| Parts of the exercise |
1. Return the part of the article on consulting a lawyer early, word for word, from "The Importance of" down to "started the project.".
2. Answer these questions using the article on consulting a lawyer early:
(a) What three words describe legal disputes at the start of the article?
(b) Which company's ads does the article recall?
(c) What did those ads say?

| Provided passage |
--*--

The Importance of Using a Lawyer Before You Encounter a Problem

Legal disputes can be very expensive, very risky, and very time consuming. In my experience, most disputes could have been avoided if the client had sought the assistance of a lawyer before they entered into the agreement or transaction that was the basis for the dispute. Unfortunately, many people don’t see an attorney until after a dispute has arisen. At that point, it is often too late to undo the damage and the client spends substantially more time and money addressing the dispute than they would have if they had sought the assistance of a lawyer before they signed the contract or started the project.

Such experiences cause me to think of the old Fram Oil Filter ads – the ones that said, “You can pay me now or pay me later.” Fram’s message was that you ought to pay a small amount of money to regularly change your oil filters rather than a whole bunch of money later to fix the problems caused by not maintaining your oil filters. The Fram Oil Filter ads imply, as I advocate in this article, that it makes better sense to pay a little for some prevention early on rather than paying a whole bunch more later when a problem develops. I believe the same can be said for the use of lawyers.

--*--

| Available data |
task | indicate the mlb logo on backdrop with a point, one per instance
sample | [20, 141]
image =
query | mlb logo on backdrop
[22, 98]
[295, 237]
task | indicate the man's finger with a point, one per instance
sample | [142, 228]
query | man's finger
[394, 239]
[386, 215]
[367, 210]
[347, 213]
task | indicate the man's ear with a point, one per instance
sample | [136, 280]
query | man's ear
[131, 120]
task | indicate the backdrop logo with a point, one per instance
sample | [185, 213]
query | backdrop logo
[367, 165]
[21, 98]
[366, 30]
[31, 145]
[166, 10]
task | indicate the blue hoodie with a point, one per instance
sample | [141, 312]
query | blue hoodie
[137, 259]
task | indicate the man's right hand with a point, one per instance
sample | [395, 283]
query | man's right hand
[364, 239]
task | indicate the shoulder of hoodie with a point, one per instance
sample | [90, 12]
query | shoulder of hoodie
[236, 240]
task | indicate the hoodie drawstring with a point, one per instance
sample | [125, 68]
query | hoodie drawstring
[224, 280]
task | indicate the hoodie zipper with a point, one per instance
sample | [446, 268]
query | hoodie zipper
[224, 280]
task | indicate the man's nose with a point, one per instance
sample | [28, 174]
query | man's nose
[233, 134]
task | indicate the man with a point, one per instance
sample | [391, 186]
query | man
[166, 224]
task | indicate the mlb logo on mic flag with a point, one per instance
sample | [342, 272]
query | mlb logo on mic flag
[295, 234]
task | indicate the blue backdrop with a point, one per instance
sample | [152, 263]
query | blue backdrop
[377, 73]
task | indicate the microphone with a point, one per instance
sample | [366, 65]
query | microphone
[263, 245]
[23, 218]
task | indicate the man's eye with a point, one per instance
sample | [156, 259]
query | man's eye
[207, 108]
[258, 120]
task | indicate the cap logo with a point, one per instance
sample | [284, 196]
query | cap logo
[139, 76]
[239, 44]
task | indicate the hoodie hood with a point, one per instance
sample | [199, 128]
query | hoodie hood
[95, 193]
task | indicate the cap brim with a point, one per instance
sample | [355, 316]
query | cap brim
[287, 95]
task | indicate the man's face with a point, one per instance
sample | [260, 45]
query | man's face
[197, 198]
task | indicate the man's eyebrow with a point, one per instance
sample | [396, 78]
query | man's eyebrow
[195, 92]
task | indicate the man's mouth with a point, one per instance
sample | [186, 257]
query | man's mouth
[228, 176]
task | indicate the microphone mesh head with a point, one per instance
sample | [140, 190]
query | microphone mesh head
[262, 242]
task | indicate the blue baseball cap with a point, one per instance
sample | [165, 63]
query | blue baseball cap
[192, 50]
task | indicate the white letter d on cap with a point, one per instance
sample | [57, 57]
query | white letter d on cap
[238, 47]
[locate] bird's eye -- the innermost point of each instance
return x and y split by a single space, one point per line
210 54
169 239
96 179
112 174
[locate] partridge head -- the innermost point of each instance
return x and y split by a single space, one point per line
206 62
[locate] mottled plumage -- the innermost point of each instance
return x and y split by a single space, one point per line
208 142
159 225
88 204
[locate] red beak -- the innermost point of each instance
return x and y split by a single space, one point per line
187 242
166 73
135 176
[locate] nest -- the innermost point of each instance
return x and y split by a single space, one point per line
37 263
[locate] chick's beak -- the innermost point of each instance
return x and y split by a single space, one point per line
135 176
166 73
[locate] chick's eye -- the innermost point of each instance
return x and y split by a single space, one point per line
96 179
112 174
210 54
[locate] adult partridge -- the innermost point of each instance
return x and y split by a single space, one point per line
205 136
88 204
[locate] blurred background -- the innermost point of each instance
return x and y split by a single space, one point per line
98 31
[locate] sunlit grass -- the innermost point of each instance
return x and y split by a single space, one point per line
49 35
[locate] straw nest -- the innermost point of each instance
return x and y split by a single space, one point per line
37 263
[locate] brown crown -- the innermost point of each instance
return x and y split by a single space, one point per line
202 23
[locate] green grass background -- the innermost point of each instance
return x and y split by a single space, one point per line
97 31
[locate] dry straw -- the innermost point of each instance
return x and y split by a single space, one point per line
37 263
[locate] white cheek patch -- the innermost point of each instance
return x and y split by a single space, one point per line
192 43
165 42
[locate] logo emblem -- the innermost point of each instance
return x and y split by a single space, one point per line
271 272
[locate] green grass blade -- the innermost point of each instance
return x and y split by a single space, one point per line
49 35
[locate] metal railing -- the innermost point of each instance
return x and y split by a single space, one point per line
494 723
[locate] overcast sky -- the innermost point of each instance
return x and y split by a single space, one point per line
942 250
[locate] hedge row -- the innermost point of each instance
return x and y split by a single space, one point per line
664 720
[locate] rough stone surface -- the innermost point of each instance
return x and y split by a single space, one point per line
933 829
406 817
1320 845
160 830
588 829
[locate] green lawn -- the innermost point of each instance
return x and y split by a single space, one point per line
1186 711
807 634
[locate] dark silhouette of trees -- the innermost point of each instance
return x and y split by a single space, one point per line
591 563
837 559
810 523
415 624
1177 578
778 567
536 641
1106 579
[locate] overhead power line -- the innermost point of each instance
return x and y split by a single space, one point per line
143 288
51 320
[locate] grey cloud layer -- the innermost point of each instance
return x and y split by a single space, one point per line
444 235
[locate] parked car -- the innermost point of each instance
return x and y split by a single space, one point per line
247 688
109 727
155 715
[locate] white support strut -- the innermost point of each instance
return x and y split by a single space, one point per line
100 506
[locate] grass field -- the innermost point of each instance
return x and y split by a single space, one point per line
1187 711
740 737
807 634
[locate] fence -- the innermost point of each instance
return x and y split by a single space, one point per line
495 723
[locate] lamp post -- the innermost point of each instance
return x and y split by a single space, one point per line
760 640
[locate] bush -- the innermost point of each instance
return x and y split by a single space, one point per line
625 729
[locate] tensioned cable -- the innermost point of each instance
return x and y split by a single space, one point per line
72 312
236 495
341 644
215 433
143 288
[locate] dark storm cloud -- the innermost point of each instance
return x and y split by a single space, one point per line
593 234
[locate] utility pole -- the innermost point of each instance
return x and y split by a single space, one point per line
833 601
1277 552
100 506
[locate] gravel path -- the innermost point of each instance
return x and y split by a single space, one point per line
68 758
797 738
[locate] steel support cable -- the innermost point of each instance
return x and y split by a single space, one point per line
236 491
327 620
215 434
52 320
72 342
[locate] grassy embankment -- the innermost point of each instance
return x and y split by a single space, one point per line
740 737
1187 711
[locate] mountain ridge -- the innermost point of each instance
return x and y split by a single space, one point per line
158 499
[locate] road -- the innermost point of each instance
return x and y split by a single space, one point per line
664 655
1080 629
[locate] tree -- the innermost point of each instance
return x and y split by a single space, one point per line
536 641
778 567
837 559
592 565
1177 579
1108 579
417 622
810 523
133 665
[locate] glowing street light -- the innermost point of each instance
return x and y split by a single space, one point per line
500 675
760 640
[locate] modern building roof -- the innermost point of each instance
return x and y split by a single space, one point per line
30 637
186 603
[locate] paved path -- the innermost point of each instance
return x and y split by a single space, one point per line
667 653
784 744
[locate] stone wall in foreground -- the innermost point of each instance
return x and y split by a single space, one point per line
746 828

--*--

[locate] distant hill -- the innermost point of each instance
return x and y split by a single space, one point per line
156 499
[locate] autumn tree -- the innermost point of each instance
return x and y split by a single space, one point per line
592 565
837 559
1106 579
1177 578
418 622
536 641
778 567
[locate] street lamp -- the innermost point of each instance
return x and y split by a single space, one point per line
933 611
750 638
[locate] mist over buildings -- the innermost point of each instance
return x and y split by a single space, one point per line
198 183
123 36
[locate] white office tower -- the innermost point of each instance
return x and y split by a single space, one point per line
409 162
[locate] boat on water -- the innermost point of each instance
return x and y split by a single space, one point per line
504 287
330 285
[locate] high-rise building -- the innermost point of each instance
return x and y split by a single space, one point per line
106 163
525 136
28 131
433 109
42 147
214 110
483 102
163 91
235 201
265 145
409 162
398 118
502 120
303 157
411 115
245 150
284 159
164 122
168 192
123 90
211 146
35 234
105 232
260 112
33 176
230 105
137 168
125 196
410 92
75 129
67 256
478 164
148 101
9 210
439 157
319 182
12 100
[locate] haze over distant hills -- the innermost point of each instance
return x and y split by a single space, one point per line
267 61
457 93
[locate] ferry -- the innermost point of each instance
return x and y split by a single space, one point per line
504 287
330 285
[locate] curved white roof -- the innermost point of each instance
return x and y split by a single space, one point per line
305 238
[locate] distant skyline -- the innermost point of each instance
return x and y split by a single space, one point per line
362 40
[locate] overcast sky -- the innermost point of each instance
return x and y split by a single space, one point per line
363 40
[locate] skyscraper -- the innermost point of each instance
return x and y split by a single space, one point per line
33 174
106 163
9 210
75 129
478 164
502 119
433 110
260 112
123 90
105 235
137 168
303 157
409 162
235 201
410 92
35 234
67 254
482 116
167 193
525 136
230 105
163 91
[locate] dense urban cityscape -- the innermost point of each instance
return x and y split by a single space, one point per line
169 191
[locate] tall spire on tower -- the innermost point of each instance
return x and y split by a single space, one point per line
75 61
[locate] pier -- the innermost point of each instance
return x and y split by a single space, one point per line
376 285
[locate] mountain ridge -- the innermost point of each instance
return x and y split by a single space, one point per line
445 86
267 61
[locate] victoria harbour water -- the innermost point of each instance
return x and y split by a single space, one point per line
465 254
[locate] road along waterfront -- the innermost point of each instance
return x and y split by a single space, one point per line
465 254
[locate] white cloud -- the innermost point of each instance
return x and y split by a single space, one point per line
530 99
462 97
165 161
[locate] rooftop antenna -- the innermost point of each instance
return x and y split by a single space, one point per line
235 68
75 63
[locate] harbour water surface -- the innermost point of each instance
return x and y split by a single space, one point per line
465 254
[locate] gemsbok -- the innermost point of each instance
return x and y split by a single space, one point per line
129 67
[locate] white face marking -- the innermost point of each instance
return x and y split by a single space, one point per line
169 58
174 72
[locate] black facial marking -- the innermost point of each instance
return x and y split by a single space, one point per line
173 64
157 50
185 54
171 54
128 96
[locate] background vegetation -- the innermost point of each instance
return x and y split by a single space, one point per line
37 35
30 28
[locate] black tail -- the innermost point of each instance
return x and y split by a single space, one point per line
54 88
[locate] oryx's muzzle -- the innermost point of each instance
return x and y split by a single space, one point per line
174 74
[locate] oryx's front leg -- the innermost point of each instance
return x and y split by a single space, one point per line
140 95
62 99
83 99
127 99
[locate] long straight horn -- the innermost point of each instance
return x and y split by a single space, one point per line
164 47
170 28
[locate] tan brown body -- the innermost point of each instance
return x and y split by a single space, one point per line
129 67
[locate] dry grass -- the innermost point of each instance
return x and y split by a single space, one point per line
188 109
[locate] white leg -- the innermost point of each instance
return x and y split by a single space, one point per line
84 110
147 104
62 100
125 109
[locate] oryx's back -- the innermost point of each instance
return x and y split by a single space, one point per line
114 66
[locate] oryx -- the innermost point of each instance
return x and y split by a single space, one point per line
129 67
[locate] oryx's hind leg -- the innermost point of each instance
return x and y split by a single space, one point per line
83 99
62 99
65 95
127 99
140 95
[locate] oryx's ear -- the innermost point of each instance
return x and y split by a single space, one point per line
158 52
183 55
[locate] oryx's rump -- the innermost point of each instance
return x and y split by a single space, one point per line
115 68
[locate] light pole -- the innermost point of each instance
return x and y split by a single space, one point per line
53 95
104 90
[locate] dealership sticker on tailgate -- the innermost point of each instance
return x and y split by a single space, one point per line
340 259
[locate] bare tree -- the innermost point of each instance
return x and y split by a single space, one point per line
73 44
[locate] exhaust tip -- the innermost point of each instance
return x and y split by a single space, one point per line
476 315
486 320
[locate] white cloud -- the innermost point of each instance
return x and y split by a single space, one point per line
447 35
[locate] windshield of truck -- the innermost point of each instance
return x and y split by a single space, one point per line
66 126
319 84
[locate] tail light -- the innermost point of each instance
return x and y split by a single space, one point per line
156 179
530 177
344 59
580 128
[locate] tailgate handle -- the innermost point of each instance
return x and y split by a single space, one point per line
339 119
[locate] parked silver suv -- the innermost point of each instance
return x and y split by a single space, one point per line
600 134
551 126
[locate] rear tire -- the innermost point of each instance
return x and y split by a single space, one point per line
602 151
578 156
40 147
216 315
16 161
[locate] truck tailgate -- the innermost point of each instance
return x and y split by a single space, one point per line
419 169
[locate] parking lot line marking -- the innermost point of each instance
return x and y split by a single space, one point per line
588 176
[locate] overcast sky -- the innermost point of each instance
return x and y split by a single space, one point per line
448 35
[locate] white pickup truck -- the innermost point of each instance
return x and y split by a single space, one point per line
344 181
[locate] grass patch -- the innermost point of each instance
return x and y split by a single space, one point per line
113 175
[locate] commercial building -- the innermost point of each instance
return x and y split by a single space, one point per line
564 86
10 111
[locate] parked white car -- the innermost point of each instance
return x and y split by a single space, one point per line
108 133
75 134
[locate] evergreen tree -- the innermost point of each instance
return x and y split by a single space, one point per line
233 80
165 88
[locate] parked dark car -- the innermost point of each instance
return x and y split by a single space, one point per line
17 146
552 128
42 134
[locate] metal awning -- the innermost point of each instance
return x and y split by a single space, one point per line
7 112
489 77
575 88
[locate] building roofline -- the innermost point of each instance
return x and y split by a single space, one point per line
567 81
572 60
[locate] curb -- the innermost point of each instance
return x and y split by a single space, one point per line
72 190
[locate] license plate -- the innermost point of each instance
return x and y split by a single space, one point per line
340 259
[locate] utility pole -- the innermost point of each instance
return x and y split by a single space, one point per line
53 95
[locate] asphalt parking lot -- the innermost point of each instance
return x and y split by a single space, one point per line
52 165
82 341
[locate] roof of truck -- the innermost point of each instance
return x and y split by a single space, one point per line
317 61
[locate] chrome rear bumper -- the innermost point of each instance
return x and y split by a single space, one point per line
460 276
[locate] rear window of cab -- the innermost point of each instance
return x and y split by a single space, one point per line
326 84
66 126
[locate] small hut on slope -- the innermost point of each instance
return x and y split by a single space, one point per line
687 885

--*--

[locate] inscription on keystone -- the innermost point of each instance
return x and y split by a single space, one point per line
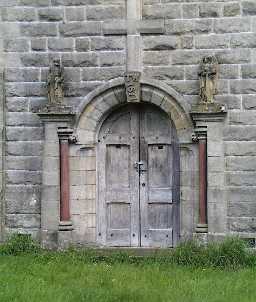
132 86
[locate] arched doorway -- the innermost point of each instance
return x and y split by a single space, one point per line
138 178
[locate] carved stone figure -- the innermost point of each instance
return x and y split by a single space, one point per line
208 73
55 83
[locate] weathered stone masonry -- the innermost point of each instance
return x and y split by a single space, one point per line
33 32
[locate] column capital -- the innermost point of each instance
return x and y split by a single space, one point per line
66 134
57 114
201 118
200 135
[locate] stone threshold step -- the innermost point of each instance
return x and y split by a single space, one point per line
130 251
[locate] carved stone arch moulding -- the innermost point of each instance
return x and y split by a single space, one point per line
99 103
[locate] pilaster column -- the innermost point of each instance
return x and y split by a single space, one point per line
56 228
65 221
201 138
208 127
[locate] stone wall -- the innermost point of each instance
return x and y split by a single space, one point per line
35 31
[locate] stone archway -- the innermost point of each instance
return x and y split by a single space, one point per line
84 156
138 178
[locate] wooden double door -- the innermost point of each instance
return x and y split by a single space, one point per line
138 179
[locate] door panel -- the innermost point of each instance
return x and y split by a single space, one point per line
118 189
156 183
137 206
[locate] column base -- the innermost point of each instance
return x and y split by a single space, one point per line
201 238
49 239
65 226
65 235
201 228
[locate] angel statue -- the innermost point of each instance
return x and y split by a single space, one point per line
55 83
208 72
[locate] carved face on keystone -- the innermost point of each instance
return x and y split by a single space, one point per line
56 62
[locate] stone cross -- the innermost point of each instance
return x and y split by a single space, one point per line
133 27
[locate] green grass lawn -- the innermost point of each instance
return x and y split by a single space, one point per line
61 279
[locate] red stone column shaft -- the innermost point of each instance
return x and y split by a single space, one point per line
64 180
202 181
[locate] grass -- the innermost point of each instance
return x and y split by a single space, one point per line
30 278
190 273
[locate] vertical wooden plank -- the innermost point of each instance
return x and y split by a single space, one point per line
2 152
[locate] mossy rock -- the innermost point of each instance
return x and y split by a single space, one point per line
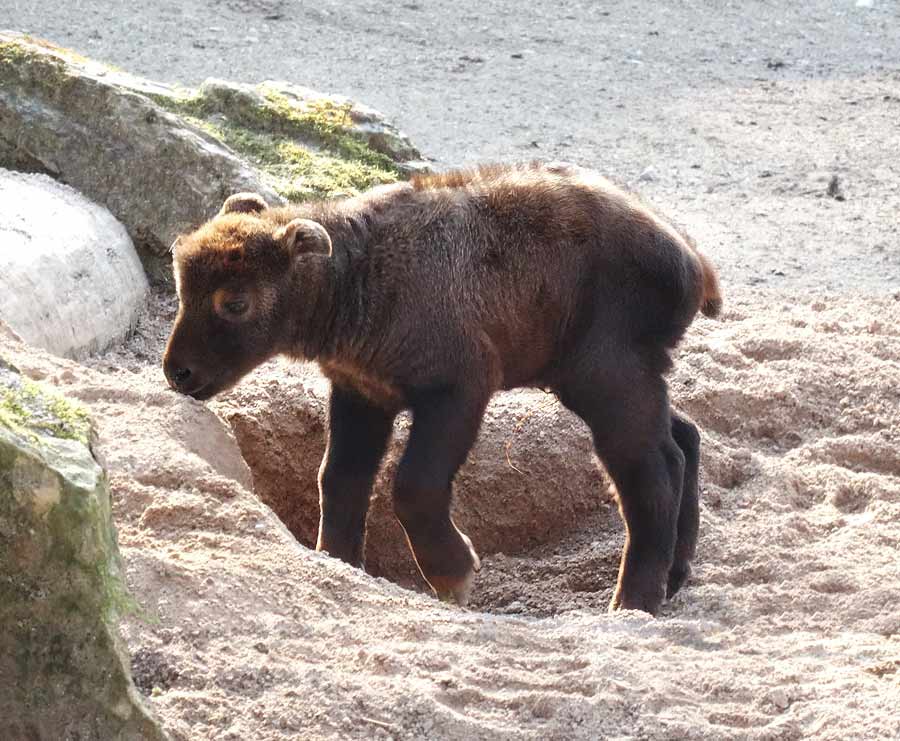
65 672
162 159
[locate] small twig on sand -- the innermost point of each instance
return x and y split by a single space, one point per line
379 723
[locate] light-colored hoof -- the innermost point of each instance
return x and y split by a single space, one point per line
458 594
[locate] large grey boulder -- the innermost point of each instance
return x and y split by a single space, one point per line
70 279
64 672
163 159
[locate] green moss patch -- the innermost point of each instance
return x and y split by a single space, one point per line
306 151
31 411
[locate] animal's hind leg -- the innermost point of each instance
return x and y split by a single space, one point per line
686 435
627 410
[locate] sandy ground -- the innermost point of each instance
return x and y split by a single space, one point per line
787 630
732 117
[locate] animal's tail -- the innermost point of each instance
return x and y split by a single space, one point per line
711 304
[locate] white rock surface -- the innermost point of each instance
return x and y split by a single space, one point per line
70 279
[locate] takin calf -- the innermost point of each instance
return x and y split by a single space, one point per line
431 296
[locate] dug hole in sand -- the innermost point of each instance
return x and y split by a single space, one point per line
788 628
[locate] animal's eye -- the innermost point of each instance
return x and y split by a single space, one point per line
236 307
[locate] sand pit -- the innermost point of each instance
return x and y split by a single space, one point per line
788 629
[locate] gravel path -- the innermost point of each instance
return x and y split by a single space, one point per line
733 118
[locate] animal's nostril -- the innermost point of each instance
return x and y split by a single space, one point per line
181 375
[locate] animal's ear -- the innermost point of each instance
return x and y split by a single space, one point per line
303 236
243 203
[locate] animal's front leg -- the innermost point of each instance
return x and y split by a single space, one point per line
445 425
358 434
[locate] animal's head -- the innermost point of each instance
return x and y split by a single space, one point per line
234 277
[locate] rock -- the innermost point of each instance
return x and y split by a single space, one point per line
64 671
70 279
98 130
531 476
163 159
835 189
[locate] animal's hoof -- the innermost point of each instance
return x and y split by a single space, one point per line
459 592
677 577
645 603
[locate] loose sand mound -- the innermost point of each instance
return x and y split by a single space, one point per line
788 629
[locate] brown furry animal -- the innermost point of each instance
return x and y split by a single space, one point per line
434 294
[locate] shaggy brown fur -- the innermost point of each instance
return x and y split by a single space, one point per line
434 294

--*--

| Answer set |
1.
The Importance of Using a Lawyer Before You Encounter a Problem

Legal disputes can be very expensive, very risky, and very time consuming. In my experience, most disputes could have been avoided if the client had sought the assistance of a lawyer before they entered into the agreement or transaction that was the basis for the dispute. Unfortunately, many people don’t see an attorney until after a dispute has arisen. At that point, it is often too late to undo the damage and the client spends substantially more time and money addressing the dispute than they would have if they had sought the assistance of a lawyer before they signed the contract or started the project.

2.
(a) Very expensive, very risky, and very time consuming.
(b) Fram Oil Filter.
(c) "You can pay me now or pay me later."